-- Data for this exercise --

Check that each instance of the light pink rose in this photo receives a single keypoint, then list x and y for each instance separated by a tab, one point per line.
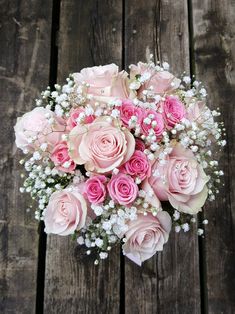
158	119
173	111
181	181
139	145
61	158
95	189
34	129
74	114
101	145
161	81
65	213
146	235
122	189
137	166
127	110
105	82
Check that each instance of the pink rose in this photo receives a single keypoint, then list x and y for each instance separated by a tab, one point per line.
104	82
137	166
181	181
156	123
34	128
127	110
139	145
122	189
146	235
95	190
61	158
101	145
161	81
173	111
65	213
74	114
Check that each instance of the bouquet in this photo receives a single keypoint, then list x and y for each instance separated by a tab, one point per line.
113	157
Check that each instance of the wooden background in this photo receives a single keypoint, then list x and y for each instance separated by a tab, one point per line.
42	42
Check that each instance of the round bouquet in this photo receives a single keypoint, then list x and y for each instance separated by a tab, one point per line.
113	157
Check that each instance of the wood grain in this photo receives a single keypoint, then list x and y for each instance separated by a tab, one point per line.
24	71
169	282
214	50
90	34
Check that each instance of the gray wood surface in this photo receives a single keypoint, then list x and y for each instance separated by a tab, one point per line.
24	71
214	55
189	276
90	34
169	282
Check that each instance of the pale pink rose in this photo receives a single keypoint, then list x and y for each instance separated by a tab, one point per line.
101	145
146	235
122	189
161	81
139	145
61	158
137	166
105	82
95	189
34	129
150	196
127	110
65	213
181	181
173	111
74	114
158	119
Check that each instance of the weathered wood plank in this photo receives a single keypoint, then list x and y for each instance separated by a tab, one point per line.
214	49
24	71
90	34
169	282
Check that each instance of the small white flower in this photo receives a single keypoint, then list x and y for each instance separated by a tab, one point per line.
185	227
43	147
200	231
99	242
165	66
176	215
37	156
103	255
177	229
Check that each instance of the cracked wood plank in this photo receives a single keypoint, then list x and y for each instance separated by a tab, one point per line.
24	71
169	282
214	50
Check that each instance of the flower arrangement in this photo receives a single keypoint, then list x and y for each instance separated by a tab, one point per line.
117	158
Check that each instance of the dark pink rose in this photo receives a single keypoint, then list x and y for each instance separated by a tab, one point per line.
137	166
157	123
61	158
127	110
173	111
122	189
139	145
95	190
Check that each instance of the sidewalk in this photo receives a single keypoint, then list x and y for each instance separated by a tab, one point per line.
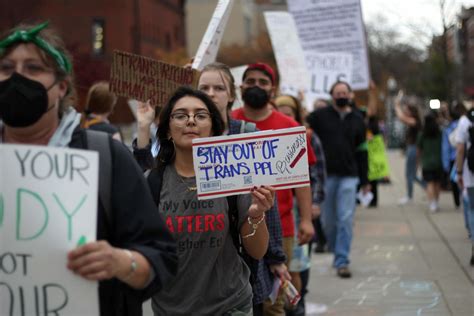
405	260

-- Directions for this task --
The lines to copy run from the line containing "Check that each instance of the flower" through the end of the data above; copy exactly those, minus the pictures.

-- Completed exercise --
Check that each instance of the flower arrangement in this photo receives a single keypoint, then list x and y for each instance separated by a tab, one point per line.
117	158
Check that each instance of the dark pink rose in this photo receives a single keypoint, then list x and y for each instance separated by a tab, one point per line.
137	166
157	123
61	158
127	110
173	111
122	189
139	145
95	190
Check that each instance of the sidewalk in this photo receives a single keypoint, then list x and y for each instance separated by a tab, one point per line.
405	260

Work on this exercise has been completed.